**SHORT TASK A**: Reproduce the lines of the labeled region records, beginning at the start of the records and ending after the line that contains "169], [81, 149]]", with both ends included. Leave the pictures out of your answer.

The M&A market continues to provide opportunities and we remain committed to complementing our organic growth through further acquisitions.

 

 

Dividend

 

As we indicated in our trading update at the end of September we have decided to introduce an interim dividend payment as part of our overall dividend policy. We will pay a maiden interim dividend of 2.25p per share on 31 January 2018 to shareholders on the register on 22 December 2017, based on an ex-dividend date of 21 December 2017. We continue to offer shareholders the option to participate in a Dividend Reinvestment Plan (DRIP) as an alternative to receiving cash. Details of the DRIP scheme can be found by visiting our website at the following address www.iomart.com/investors and clicking on the Shareholder Services icon.

 

Financial Performance

 

Revenue

Overall revenues from our operations grew 12% to £47.0m (H1 2017: £42.1m).

 

Our Cloud Services segment, which now includes the operation of Cristie which was reported within the non-recurring revenue segment at March 2017, grew revenues by 13% to £40.3m (H1 2017: £35.6m). The increase includes the contribution for the full six-month period from the acquisition of Cristie in August 2016 and contributions from the acquisitions of Dediserve and Simple Servers during the period.

 

Our Easyspace segment grew revenues by 2% to £6.7m (H1 2017: £6.6m). This increase was solely due to organic growth and is around the same level as the comparable period last year.

 

Gross Margin

The gross profit in the period, which is calculated by deducting from revenue variable cost of sales such as domain costs, public cloud costs, the cost of hardware and software sold, power, sales commission and the relatively fixed costs of operating our datacentres, increased by 8% to £30.0m (H1 2017: £27.7m). This substantial increase in gross profit was a direct result of the contribution from the additional revenue generated over the period, including the impact of acquisitions.

 

In percentage terms the gross margin was 63.9% (H1 2017: 65.8%). The reduction in the percentage margin is largely within the Cloud Services segment. The operation of Cristie involves the sale of hardware and software which is then delivered to and installed on customers' premises. As a result, the cost of that hardware and software is included in cost of sales and thereby the overall percentage margin reduces. Offsetting that, due to the public cloud consultancy project coming to an end, we have seen a decline in the amount of public cloud costs and as a result an improvement in our percentage margin.

 

The Easyspace segment also saw a decrease in its gross margin percentage mainly due to an adverse impact of exchange rates on domain costs.

 

Adjusted EBITDA

The Group's adjusted EBITDA grew by 9% to £19.2m (H1 2017: £17.6m) reflecting a significantly improved performance. In percentage terms the adjusted EBITDA margin reduced to 40.7% (H1 2017: 41.8%) with both segments showing very modest reductions.

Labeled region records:
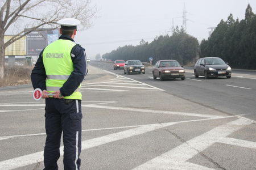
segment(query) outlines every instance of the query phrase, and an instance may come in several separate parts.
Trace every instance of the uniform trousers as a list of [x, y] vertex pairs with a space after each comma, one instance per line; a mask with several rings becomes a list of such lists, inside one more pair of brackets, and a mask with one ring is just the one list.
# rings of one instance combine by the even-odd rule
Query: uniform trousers
[[80, 100], [46, 99], [46, 141], [44, 170], [58, 169], [61, 134], [63, 133], [63, 163], [65, 170], [80, 169], [81, 149]]

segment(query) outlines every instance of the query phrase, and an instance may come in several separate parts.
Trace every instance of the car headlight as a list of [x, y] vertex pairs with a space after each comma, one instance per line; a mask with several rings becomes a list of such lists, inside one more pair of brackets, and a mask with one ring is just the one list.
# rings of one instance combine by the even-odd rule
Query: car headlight
[[214, 70], [216, 70], [216, 69], [212, 68], [212, 67], [209, 67], [208, 68], [209, 70], [210, 71], [214, 71]]

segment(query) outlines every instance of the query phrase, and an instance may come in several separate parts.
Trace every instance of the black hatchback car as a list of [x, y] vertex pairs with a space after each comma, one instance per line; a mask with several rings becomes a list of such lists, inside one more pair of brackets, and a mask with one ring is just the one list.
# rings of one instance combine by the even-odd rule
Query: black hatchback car
[[231, 67], [219, 57], [204, 57], [199, 58], [195, 65], [195, 77], [226, 76], [231, 78]]
[[123, 66], [123, 73], [128, 74], [133, 73], [145, 74], [145, 67], [139, 60], [127, 60]]

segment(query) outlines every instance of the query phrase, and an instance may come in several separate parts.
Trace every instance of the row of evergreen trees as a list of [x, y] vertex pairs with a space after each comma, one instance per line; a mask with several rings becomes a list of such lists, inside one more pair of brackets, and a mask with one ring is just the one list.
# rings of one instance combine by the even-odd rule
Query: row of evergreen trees
[[232, 67], [256, 69], [256, 15], [248, 5], [245, 19], [221, 20], [208, 40], [201, 42], [201, 56], [218, 56]]
[[232, 67], [256, 69], [256, 15], [250, 5], [245, 19], [234, 20], [232, 14], [221, 20], [208, 40], [198, 40], [177, 27], [172, 36], [161, 36], [148, 44], [142, 40], [137, 46], [126, 45], [102, 56], [106, 60], [140, 60], [153, 63], [173, 59], [181, 65], [195, 63], [200, 57], [219, 57]]
[[142, 40], [137, 46], [126, 45], [119, 47], [102, 56], [103, 58], [115, 60], [140, 60], [148, 62], [154, 58], [153, 63], [159, 60], [173, 59], [185, 65], [195, 59], [198, 51], [197, 40], [188, 34], [183, 29], [175, 29], [172, 36], [160, 36], [148, 44]]

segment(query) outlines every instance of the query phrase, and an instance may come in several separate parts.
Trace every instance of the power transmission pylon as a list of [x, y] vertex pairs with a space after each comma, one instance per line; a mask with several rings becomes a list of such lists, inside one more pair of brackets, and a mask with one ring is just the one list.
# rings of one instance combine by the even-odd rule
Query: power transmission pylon
[[184, 3], [184, 8], [183, 8], [183, 15], [182, 15], [182, 18], [183, 19], [183, 24], [182, 27], [183, 27], [184, 30], [185, 31], [185, 32], [187, 32], [187, 21], [188, 19], [186, 18], [186, 13], [188, 12], [186, 11], [185, 7], [185, 3]]

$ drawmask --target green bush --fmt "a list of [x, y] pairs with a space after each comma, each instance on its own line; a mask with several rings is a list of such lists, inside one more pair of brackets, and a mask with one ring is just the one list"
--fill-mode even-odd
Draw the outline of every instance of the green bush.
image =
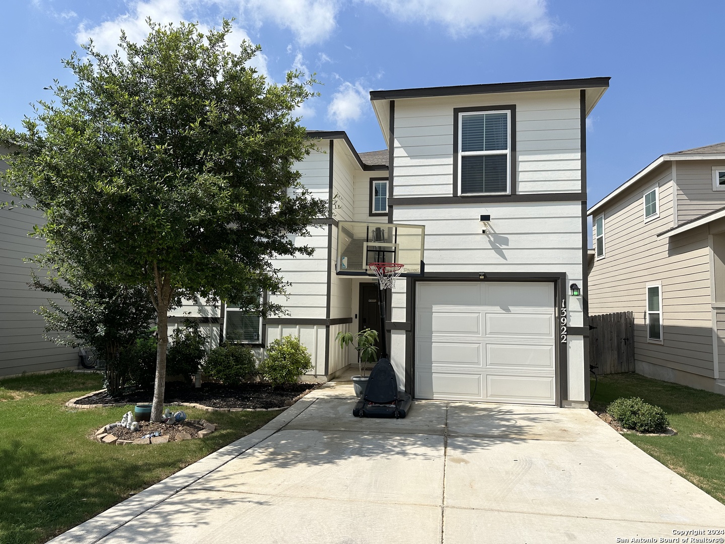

**SHORT TASK B**: Summarize the text on the dividend and financial performance in two sentences.

**EXERCISE SOLUTION A**:
segment(query) outlines every instance of the query phrase, and an instance may come in several separate parts.
Trace every instance of the uniform trousers as a list of [x, y] vertex pairs with a space after each comma, one instance per line; a mask with several rings becomes a list of such lists, inside one more pair of brackets, and a mask with one ring is just the one list.
# rings of one instance combine by the even-odd rule
Query: uniform trousers
[[80, 100], [46, 99], [46, 141], [44, 170], [58, 169], [61, 134], [63, 133], [63, 163], [65, 170], [80, 169], [81, 149]]

**EXERCISE SOLUTION B**: Overall revenue grew 12% to £47.0m, with Cloud Services up 13% to £40.3m and Easyspace up 2% to £6.7m, while gross profit rose 8% to £30.0m even as the gross margin fell to 63.9%. Adjusted EBITDA grew 9% to £19.2m, and a maiden interim dividend of 2.25p per share will be paid on 31 January 2018.